*What is expected*. Pull every line containing the word "door" from the records.

*Dataset entries*.
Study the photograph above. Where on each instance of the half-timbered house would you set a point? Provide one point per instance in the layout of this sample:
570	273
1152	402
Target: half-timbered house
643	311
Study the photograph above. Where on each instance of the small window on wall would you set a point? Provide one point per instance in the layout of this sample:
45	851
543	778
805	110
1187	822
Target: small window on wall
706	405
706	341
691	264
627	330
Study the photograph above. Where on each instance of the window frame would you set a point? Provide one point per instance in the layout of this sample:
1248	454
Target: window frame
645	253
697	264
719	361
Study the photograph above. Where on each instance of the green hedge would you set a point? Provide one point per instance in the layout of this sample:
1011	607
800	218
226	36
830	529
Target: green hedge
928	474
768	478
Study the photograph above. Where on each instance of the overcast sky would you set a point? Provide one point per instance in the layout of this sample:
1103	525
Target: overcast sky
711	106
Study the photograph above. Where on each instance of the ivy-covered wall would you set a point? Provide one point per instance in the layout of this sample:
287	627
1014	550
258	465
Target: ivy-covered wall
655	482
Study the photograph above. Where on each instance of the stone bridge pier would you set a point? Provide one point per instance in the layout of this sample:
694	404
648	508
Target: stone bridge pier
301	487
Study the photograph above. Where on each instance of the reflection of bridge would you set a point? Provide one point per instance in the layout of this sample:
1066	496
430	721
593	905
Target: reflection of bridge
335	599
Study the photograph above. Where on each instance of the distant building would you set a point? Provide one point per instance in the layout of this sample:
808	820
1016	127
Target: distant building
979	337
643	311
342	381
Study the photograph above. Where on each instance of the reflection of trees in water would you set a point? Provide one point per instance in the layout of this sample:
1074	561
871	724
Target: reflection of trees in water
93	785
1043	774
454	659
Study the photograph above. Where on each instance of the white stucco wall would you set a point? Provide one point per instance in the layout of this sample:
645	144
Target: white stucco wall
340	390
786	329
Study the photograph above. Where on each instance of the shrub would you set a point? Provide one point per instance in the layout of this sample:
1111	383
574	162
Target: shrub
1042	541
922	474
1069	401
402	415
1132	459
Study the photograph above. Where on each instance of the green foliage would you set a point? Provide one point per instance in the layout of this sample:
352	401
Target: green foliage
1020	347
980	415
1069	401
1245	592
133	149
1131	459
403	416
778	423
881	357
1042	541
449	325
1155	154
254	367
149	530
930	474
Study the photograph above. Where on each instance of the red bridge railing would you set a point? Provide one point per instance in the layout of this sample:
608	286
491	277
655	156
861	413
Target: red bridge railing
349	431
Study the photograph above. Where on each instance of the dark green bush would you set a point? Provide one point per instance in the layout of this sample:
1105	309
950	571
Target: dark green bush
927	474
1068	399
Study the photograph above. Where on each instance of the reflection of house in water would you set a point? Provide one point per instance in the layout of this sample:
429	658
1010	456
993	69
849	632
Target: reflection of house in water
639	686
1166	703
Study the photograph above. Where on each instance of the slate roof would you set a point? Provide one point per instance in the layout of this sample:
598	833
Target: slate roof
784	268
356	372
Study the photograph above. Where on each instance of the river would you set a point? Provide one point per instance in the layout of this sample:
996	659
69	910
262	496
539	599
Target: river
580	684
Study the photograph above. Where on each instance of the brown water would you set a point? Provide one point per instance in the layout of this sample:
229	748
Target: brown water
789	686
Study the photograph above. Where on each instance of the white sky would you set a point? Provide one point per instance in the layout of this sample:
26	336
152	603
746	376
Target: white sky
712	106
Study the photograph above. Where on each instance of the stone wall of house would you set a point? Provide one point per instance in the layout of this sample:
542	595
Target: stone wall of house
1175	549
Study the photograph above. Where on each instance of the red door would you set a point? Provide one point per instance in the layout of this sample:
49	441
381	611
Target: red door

*Answer space*.
Study the photograph above. Where on each instance of the red door would you set a point? Provide one point per instance in the layout of this sample:
Target: red door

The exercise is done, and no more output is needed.